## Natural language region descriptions
---*---

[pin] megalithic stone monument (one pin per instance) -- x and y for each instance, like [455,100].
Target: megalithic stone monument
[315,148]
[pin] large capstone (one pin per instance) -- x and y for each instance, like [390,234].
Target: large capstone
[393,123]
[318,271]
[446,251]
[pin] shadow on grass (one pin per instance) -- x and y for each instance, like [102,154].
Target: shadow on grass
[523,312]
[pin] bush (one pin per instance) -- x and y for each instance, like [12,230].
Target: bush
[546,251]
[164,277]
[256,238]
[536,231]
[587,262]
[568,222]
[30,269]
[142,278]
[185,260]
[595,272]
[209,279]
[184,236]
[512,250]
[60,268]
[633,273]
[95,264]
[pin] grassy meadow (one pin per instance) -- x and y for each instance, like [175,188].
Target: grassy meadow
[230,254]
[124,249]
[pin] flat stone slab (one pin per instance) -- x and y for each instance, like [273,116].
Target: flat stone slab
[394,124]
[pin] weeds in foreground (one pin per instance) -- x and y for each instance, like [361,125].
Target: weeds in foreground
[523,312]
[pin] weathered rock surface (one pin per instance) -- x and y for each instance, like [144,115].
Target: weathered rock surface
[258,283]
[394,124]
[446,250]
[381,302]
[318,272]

---*---

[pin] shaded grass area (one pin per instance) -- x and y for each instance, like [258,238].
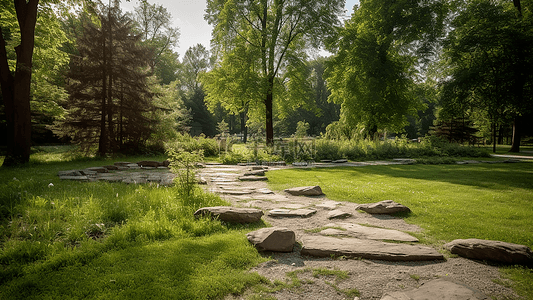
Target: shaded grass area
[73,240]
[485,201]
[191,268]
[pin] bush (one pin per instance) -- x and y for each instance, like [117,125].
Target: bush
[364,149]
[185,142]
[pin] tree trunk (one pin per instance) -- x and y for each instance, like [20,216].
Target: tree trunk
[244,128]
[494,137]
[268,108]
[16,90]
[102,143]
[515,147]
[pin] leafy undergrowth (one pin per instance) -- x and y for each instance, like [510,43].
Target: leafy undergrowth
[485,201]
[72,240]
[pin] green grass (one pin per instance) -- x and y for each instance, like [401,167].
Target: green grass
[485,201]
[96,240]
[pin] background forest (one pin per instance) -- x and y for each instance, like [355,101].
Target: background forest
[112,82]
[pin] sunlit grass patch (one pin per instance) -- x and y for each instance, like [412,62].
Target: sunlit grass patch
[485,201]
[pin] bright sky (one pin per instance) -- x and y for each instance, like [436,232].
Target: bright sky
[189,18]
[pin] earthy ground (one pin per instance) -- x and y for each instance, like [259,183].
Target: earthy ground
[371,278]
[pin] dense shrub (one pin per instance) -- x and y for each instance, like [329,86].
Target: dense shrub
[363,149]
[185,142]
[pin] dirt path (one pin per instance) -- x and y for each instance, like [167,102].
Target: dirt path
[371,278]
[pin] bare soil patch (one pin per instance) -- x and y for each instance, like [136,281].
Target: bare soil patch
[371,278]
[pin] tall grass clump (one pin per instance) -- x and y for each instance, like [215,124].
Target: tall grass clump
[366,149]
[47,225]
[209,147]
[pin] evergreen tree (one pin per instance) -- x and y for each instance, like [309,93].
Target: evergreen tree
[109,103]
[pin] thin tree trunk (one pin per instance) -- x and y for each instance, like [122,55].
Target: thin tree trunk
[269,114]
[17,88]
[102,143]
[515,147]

---*---

## WORK TO BE COMPLETED
Once you find the line with "Target: shadow on grass" above, print it and every line after it up to and including the line with "[pin] flat stone", exactly as written and nothing else.

## WORKED SOLUTION
Target: shadow on grass
[523,312]
[pin] bush (one pin per instance) -- x and y for each instance, like [12,230].
Target: bush
[546,251]
[164,277]
[256,238]
[536,231]
[587,262]
[568,222]
[30,269]
[142,278]
[185,260]
[595,272]
[209,279]
[184,236]
[512,250]
[60,268]
[633,273]
[95,264]
[pin] grassy meadow (one pin per instance) -- x and y for each instance, like [175,188].
Target: grassy meadow
[230,254]
[124,249]
[pin] flat stone slab (one pin per instance) -- x and y for each instance, like [273,116].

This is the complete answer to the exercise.